Work instructions
1. Repeat word for word the passage of the forum thread on database schemas starting with "A similar thing" and going on through "of the time).".
2. Pick up the forum thread on database schemas at the point where it stops, and keep writing it.

Document segment
There are times when you don't care about the schema, though. E.g. when the data is mostly just pass-through, and you need to get it from here to there. Sometimes you need just a tiny bit of schema to know where "there" is (when that's encoded in the data), but you don't really care about the rest at all.


To clarify, I meant exactly that: enforced at the DB level, or enforced in the code base.


Everything has a schema. There's no 'need' about it.


I guess you are talking about database normalization. And it is part of schema design. https://en.wikipedia.org/wiki/Database_normalization



>Not everything needs a schema.

Any good examples?


One example would be ingesting structured or semi structured data from sources that you don't control.

You may know some invariants, but much can change without notice. So you want to be able to work with the structure you have without preventing non-conforming data from entering your system.

In some cases schema conformance is just delayed, in other cases it is never achieved completely or not even a goal.


> one example would be ingesting data from structured or semi-structured sources that you don't control

Can you give a more specific example?


For instance, we need to retrieve statistical data on various macro economic indicators from various statistics offices and international organisations. There is considerable overlap in the fields they use but it's rarely exact and often you can't merge them because they do not refer to the exact same entity or the data uses incompatible units. It's impossible to properly model all of it before storing it because so much changes all the time and it's all noisy and partly broken.

A similar thing happens when you retrieve data on securities and companies from various exchanges, from the SEC, from national registries all over the world or you try to include XBRL from different countries.

And then you often have documents (like quarterly reports) that contain structured fields and tables but not in a formally specified syntax. You don't know exactly what fields will be in those documents before you parse them. So you parse the documents, store key/value pairs, and then you clean them up gradually.

There are tons of situations like this in data integration. It's a never ending cleanup and merge process. You can use RDBMS for all of that but they're not always the best tool for the job (but they are still my preferred tool most of the time).


Having worked on that sort of process many times, I'm of the opinion that a message queue is the ideal solution there, not a database. If you're storing the data for the purpose of processing it again later, it should probably be ephemeral and fast, rather than long-lived and flexible.


That doesn't work for us (beyond the first stage), because the fields we extract from the original source are not ephemeral.

Provided information
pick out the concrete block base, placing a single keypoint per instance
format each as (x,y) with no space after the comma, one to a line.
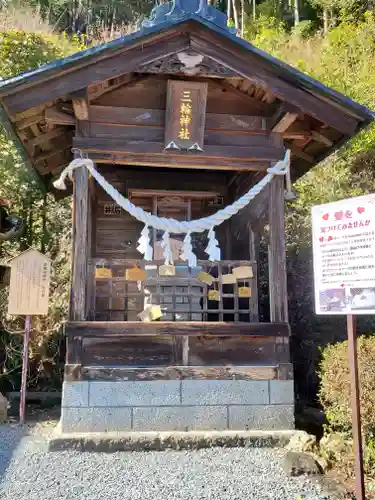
(177,405)
(159,441)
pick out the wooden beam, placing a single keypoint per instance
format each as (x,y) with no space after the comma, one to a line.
(67,82)
(42,138)
(80,104)
(98,89)
(255,154)
(65,144)
(168,161)
(321,138)
(276,253)
(282,371)
(156,118)
(27,122)
(57,117)
(265,109)
(301,154)
(252,67)
(285,122)
(191,328)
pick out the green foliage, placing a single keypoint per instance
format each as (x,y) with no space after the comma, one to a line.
(21,51)
(48,225)
(335,391)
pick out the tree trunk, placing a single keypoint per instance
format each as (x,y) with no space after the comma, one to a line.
(296,12)
(229,9)
(242,17)
(325,21)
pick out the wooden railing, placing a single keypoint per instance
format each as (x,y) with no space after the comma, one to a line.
(157,344)
(111,297)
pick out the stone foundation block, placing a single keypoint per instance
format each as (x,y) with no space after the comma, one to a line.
(281,392)
(148,393)
(261,417)
(96,419)
(221,392)
(182,418)
(75,394)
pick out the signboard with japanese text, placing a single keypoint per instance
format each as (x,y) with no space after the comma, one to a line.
(185,115)
(30,274)
(344,256)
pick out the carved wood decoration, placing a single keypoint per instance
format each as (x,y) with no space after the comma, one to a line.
(188,63)
(185,115)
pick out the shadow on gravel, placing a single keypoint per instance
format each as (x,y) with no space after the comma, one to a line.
(11,433)
(10,437)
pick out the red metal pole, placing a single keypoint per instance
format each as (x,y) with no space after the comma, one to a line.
(25,363)
(356,409)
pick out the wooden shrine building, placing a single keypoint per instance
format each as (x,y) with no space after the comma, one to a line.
(207,362)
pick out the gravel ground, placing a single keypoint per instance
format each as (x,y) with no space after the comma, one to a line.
(29,472)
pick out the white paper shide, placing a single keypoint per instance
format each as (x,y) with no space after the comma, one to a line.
(344,256)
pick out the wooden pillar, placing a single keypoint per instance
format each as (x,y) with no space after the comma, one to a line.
(254,255)
(276,253)
(79,303)
(80,245)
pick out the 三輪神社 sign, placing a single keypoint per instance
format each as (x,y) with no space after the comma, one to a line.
(344,256)
(185,115)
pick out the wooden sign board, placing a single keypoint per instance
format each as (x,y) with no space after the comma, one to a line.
(30,274)
(185,115)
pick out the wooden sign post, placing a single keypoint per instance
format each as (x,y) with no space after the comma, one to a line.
(185,115)
(344,279)
(30,274)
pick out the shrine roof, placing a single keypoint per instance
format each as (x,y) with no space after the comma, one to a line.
(181,25)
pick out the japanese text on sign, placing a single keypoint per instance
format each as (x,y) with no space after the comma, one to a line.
(185,115)
(344,256)
(29,284)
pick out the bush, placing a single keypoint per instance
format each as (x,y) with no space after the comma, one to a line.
(335,385)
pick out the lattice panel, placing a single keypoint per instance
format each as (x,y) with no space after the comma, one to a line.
(183,297)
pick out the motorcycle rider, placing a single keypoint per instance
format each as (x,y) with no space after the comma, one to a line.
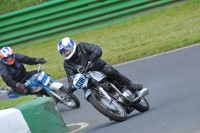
(13,71)
(80,55)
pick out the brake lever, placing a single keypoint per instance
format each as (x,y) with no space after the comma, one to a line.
(89,62)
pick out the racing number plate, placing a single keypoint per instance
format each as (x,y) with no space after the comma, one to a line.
(44,78)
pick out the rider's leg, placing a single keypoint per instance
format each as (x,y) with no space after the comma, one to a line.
(121,79)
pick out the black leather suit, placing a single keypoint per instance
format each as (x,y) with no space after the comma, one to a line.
(11,74)
(81,56)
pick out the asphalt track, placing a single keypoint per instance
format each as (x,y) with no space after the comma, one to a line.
(173,80)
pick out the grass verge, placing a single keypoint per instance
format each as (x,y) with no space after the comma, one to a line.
(162,30)
(5,104)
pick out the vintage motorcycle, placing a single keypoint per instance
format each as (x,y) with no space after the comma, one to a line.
(107,96)
(42,85)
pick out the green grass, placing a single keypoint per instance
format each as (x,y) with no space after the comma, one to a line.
(162,30)
(13,5)
(16,101)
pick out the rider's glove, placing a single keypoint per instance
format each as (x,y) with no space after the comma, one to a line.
(71,89)
(93,57)
(21,86)
(41,60)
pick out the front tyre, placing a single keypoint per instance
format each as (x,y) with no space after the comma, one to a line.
(142,106)
(112,110)
(69,100)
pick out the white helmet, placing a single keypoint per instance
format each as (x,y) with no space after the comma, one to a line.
(7,55)
(66,44)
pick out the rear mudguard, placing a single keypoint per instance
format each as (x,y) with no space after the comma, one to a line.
(55,85)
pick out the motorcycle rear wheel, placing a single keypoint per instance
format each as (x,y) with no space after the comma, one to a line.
(69,100)
(113,110)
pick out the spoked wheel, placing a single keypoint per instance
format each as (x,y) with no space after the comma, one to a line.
(112,110)
(69,100)
(142,106)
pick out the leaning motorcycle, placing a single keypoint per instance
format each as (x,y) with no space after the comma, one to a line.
(42,85)
(107,96)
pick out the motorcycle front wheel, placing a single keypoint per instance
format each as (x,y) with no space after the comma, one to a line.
(69,100)
(111,109)
(142,106)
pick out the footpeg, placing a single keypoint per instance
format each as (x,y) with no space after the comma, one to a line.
(144,92)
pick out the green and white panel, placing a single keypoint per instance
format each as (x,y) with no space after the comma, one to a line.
(12,120)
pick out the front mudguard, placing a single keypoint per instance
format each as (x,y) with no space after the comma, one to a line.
(87,93)
(55,85)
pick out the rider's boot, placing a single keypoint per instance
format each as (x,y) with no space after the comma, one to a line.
(134,87)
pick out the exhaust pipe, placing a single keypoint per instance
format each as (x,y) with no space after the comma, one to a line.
(144,92)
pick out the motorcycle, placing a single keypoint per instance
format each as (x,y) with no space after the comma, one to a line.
(41,85)
(110,98)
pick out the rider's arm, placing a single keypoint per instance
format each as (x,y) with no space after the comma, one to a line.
(26,60)
(69,72)
(9,80)
(92,48)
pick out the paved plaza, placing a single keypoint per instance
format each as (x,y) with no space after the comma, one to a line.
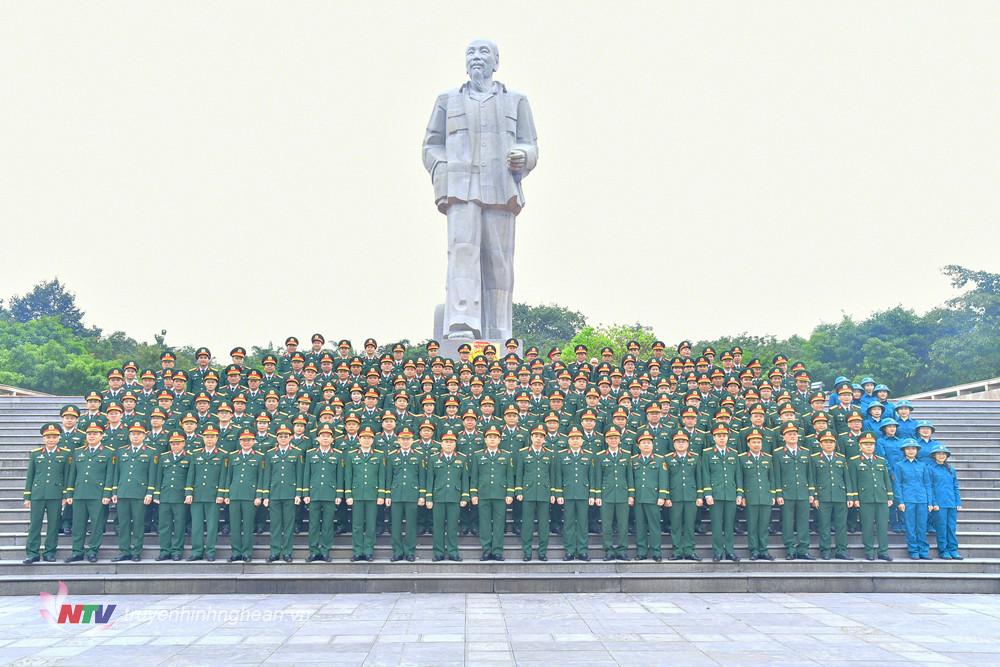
(599,629)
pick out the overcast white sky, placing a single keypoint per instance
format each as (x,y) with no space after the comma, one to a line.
(237,172)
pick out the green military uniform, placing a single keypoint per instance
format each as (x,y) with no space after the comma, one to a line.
(170,489)
(574,485)
(282,488)
(793,481)
(243,486)
(405,480)
(871,484)
(323,484)
(45,488)
(758,492)
(491,481)
(447,486)
(649,474)
(613,485)
(684,482)
(534,484)
(90,481)
(364,485)
(722,478)
(832,488)
(134,475)
(207,479)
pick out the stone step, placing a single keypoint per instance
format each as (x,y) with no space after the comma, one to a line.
(665,580)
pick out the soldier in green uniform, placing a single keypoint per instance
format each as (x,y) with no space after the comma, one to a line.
(649,475)
(533,486)
(364,488)
(282,492)
(132,490)
(322,491)
(830,473)
(574,482)
(613,489)
(794,489)
(405,491)
(757,493)
(45,493)
(871,488)
(447,492)
(242,494)
(90,470)
(491,487)
(684,472)
(207,480)
(722,478)
(169,493)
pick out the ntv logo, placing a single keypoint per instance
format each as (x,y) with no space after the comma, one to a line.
(57,611)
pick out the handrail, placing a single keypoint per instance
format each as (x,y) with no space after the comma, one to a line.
(957,391)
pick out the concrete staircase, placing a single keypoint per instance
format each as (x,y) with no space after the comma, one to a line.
(970,428)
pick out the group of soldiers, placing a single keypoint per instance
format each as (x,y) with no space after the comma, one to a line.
(631,446)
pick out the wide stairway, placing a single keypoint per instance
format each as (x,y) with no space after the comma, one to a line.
(970,428)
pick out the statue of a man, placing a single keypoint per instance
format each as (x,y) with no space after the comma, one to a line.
(480,143)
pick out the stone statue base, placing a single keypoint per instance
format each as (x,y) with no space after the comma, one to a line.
(449,348)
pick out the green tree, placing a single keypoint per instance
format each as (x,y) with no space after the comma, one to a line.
(546,326)
(50,298)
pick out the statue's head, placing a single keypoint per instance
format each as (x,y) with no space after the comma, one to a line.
(482,58)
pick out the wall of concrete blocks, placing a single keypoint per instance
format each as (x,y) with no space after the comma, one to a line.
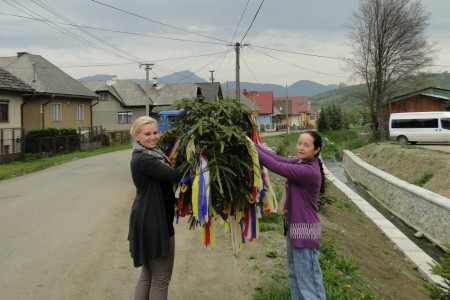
(421,209)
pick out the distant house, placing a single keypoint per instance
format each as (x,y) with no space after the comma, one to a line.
(163,96)
(429,99)
(55,100)
(119,102)
(300,112)
(12,90)
(264,104)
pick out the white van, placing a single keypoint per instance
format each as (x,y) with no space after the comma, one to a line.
(420,127)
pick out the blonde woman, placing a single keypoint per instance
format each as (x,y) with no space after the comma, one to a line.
(151,231)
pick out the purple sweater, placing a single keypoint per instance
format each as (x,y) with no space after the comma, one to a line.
(302,190)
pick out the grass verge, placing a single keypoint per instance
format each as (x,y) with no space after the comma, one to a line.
(19,168)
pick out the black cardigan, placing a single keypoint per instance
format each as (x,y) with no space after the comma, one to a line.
(152,213)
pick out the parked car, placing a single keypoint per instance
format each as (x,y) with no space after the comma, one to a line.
(420,127)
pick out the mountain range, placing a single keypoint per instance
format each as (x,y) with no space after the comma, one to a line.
(299,88)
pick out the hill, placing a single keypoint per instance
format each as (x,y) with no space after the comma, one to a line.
(178,77)
(299,88)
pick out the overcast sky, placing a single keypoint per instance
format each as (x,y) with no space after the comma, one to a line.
(114,36)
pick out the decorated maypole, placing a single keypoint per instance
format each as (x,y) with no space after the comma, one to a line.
(225,180)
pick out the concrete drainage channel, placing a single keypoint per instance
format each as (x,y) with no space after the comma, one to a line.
(402,235)
(428,247)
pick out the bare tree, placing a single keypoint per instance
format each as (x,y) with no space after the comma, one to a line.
(388,44)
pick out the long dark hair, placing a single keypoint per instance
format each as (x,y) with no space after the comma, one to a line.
(318,144)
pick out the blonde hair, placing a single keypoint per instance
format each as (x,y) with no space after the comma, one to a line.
(139,122)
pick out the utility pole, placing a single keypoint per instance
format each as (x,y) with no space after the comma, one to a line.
(237,48)
(287,118)
(148,67)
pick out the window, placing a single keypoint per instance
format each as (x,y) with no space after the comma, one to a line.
(80,112)
(57,114)
(104,96)
(125,117)
(445,123)
(4,106)
(415,123)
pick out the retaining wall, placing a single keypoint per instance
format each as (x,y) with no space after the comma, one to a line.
(423,210)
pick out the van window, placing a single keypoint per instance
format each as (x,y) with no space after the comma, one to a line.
(415,123)
(445,123)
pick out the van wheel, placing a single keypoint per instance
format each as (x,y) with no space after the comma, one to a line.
(402,140)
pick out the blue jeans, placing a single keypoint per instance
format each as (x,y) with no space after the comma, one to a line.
(304,273)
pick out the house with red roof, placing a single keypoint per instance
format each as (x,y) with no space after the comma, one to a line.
(264,105)
(299,111)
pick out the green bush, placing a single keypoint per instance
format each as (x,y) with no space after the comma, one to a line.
(435,291)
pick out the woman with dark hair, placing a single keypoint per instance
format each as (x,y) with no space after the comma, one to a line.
(305,181)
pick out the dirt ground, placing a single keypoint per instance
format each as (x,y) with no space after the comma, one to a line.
(82,253)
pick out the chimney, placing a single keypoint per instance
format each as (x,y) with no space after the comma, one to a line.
(113,81)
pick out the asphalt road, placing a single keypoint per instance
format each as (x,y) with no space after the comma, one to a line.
(63,231)
(64,236)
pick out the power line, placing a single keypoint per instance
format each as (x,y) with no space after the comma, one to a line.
(157,22)
(239,23)
(334,75)
(84,30)
(64,31)
(299,53)
(113,31)
(252,21)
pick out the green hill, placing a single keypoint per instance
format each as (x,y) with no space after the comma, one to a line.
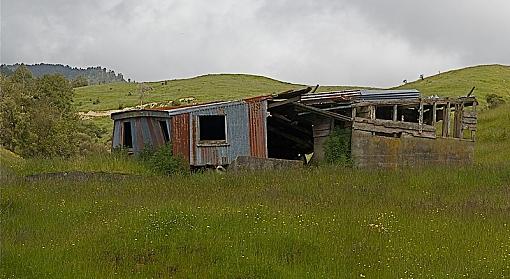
(203,88)
(488,79)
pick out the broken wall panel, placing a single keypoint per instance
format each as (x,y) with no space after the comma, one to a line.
(379,151)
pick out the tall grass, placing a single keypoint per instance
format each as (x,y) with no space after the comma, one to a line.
(103,162)
(320,222)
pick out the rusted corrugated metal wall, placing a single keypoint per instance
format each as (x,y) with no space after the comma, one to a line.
(245,132)
(144,131)
(117,134)
(257,120)
(237,140)
(180,135)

Answers for this exercise
1.
A similar thing happens when you retrieve data on securities and companies from various exchanges, from the SEC, from national registries all over the world or you try to include XBRL from different countries.

And then you often have documents (like quarterly reports) that contain structured fields and tables but not in a formally specified syntax. You don't know exactly what fields will be in those documents before you parse them. So you parse the documents, store key/value pairs, and then you clean them up gradually.

There are tons of situations like this in data integration. It's a never ending cleanup and merge process. You can use RDBMS for all of that but they're not always the best tool for the job (but they are still my preferred tool most of the time).

2.
We need to store the key/value pairs and explore them in a reasonably productive fashion (i.e using queries) in order to come up with machine learning algorithms. And any new algorithms we write need access to all historical data.


Metrics. A metric has a known source, a timestamp, a name and a value. It can also ship with any arbitrary number of descriptive fields.

Similarly, events.


The known source might very well be expressed as a relation between two entities: a metric entity and a source entity.

The source entity, more often than not, is also complemented with other data that needs to remain a part of the persistence layer.


Metadata can be quite variable. Library, catalogue, picture tags. The majority of terms are common, but some can be pretty specific and (as a developer) you'd need to store them. You might not have control over the schema or even have a "finite" set of possibilities.

Imagine you want to store random metadata from a digital camera picture, or perhaps even XML/HTML attributes. You can create another table and add each new attribute – join on query – but if you don't plan to search for that data directly, it's easier to skip normalisation and dump the original set into a JSON(B) or HStore field. You don't have to add every possible attribute to your data model or schema, you can carry data along and not analyse it if it's not relevant to you.


At a previous company I worked I worked at there was a table that maxed out postgresql's column limit. That did not need to be that wide. It was much better suited as a ~30 column table with a single hstore column (does the key exist? return the value, otherwise? null), as 99% of each of the rows for those columns were completely empty, and PGSQL does not support sparse tables (the "right" solution here).


You can define arbitrary constraints of any level of complexity with Postgres for any column, be it plain int, hstore, jsonb or anything else. Most of that will also be efficiently indexable out of the box.


you can totally do this, you can even go one farther and put the value into a JSON column which can allow you to do queries on the value


One slightly concerning thing about this is the table at the end dictating what popular NoSQL DBs do is populated by, and here I quote - "The methodology used to identify the specific system properties consists of an in-depth analysis of publicly available documentation and literature on the systems. Furthermore, some properties had to be evaluated by researching the open-source code bases, personal communication with the developers as well as a meta-analysis of reports and benchmarks by practitioners."

Which looking at the table, doesn't seem to include Aphyr's work (Jepsen), so much of what is being said may in fact be wrong. I'd prefer a chart populated from that (though admittedly such a chart would largely be "undefined", "inconsistent", etc).


We tried our best to incorporate these results in the cases where they reflect fundamental shortcomings not bugs (of which Aphyr found quite a few). But you are right, we could include a list of popular examples, where description and experimental findings diverge. Which cases did you have in mind? MongoDB being CP?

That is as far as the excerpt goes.